● **STATED EXERCISE**
Copy the lines below word for word, from the line containing "task | put a marker on each instance of the shrub" through the line containing "x=186, y=639", including both of those lines.

>> BEGIN EXERCISE MATERIAL

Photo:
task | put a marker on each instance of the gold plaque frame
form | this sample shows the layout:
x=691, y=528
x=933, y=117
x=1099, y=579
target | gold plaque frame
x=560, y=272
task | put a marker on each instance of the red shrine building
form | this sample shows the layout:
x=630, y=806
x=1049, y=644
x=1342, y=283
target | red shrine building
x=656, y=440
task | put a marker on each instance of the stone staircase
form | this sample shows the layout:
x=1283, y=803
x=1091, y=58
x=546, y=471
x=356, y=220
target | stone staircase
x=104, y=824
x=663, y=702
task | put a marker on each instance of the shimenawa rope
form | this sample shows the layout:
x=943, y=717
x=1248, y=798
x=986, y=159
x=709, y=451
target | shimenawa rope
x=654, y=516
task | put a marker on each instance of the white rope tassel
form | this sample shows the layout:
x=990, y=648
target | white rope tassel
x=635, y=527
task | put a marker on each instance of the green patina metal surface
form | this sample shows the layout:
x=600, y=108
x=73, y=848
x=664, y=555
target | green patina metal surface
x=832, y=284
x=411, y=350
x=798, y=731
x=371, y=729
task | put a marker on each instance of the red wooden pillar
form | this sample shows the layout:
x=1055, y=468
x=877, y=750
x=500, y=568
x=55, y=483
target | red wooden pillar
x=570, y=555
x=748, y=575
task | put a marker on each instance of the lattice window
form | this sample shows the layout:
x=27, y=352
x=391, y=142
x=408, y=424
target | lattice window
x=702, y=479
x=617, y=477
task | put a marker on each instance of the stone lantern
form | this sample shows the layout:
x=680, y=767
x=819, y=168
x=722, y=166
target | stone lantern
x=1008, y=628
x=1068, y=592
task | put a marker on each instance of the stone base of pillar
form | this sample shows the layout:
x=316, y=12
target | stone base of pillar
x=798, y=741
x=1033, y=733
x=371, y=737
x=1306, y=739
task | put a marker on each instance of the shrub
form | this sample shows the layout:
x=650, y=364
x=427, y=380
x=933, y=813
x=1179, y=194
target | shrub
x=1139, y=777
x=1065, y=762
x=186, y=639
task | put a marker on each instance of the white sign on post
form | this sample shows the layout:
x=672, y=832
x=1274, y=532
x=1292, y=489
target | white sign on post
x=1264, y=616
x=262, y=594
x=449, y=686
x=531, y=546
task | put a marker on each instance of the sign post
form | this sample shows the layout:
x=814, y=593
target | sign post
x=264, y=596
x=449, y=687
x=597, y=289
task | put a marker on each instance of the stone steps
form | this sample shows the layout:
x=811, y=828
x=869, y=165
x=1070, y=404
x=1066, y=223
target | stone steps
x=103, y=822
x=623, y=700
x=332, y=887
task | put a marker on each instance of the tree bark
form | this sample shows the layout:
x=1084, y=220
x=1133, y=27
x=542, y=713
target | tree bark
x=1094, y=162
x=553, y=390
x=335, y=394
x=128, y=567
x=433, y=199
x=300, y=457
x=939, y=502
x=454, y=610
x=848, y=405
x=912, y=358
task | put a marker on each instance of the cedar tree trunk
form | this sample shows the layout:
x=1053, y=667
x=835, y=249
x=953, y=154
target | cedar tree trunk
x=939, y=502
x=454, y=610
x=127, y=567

>> END EXERCISE MATERIAL

● **PROBLEM SOLUTION**
task | put a marker on each instance of the shrub
form | this sample shows the layout:
x=650, y=364
x=427, y=380
x=933, y=813
x=1179, y=194
target | shrub
x=1139, y=777
x=1065, y=762
x=186, y=639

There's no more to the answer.